Document excerpt>
# Catching Coyotes in a live trap



## CAL (Nov 22, 2010)

Had a fella tell me he has caught many yotes in a live trap.Just wondering if anyone here on the forum has and how you did it.This man said he used a live trap with a live chicken in it in a separate compartment.I did this once many years ago and caught some kind of vermin that tore the trap up and got out.I think it was a cat.


----------



## childers (Nov 22, 2010)

go to tractor supply and buy one of those. they cost 159.99. they work if they have the chicken in them.....live


----------



## yoteman (Nov 23, 2010)

i want to see a picture because u ain't gonna make a yote go in a box but every once in a blue moon! professional trappers in states that can only box trap only catch 2 or 3 a year in a box and they are built different than the tsc traps.


----------



## childers (Nov 23, 2010)

yeah its just about impossible


----------



## KevTN (Nov 23, 2010)

I bought a large trap last year with a bait compartment in the back.  I put a live chicken in the back.  Long story short, After I tried the trap in several places Im not convinced I even come close to trapping a coyote.

I have caught multitudes of coon and possums in live traps but I think it would have to be special circumstances to catch a coyote in one!


----------



## CAL (Nov 23, 2010)

The trap I built years ago was round with a compartment in the center of it where I put the rooster.I found a brier patch so thick I cut a hole in it the trap fit in.There was only one way to the trap.I caught a something that tore up the trap!


----------



## watashot89 (Nov 23, 2010)

Leg holds. Don't waste your time with cage traps.


----------



## Coastie (Nov 25, 2010)

Data section>
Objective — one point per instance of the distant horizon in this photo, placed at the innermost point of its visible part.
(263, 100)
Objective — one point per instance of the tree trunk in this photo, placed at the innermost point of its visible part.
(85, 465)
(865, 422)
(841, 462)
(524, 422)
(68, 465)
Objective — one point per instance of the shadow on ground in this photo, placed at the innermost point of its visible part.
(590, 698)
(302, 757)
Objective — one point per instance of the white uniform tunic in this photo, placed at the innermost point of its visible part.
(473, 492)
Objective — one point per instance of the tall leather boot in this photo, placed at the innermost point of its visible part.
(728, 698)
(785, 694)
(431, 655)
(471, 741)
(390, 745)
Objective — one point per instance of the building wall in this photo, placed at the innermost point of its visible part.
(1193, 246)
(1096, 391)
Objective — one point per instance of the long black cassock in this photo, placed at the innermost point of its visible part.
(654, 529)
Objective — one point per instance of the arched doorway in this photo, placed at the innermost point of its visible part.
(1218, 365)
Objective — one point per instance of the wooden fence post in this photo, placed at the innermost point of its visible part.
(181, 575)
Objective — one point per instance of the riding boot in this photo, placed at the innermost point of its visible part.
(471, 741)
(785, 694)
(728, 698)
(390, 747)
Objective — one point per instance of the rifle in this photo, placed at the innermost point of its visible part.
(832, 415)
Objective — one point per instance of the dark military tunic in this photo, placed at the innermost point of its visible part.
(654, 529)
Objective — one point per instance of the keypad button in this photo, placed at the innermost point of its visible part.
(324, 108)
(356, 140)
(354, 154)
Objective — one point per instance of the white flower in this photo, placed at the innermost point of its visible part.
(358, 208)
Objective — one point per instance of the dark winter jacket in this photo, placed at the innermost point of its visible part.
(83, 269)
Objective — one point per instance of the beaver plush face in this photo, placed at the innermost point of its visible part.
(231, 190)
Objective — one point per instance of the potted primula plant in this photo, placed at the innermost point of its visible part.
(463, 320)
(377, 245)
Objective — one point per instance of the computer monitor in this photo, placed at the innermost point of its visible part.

Objective> Continue the forum thread on catching coyotes in live traps, picking up after its last line.

Written reply>
Nothing is impossible and there are some situations that demand that you try things that others refuse to do because for them it is impractical. Trapping in subdivisions and other heavily populated areas sometimes requires you to do things that are not considered to be good procedure by those that trap on a regular basis. If you want to try a live trap for coyotes follow just a few rules and have a lot of patience. Set the trap on a solid foundation, sift dirt over the floor so the wire bottom does not show and cannot be felt, drape the trap with either camo cloth or use native materials such as brush and long grasses to mask the outline and use good scent control while handling the trap. Leg hold traps and conibears are by far the preferred method but sometimes you just can't do what others insist is the only way to get the job done. For more information on using live traps for coyotes, visit the USDAFS nuisance control manual for illustrated instructions and advice.
http://www.fs.fed.us/pnw/pubs/gtr332/ This is a huge file so it is downloaded in two sections but it has a lot of useful information.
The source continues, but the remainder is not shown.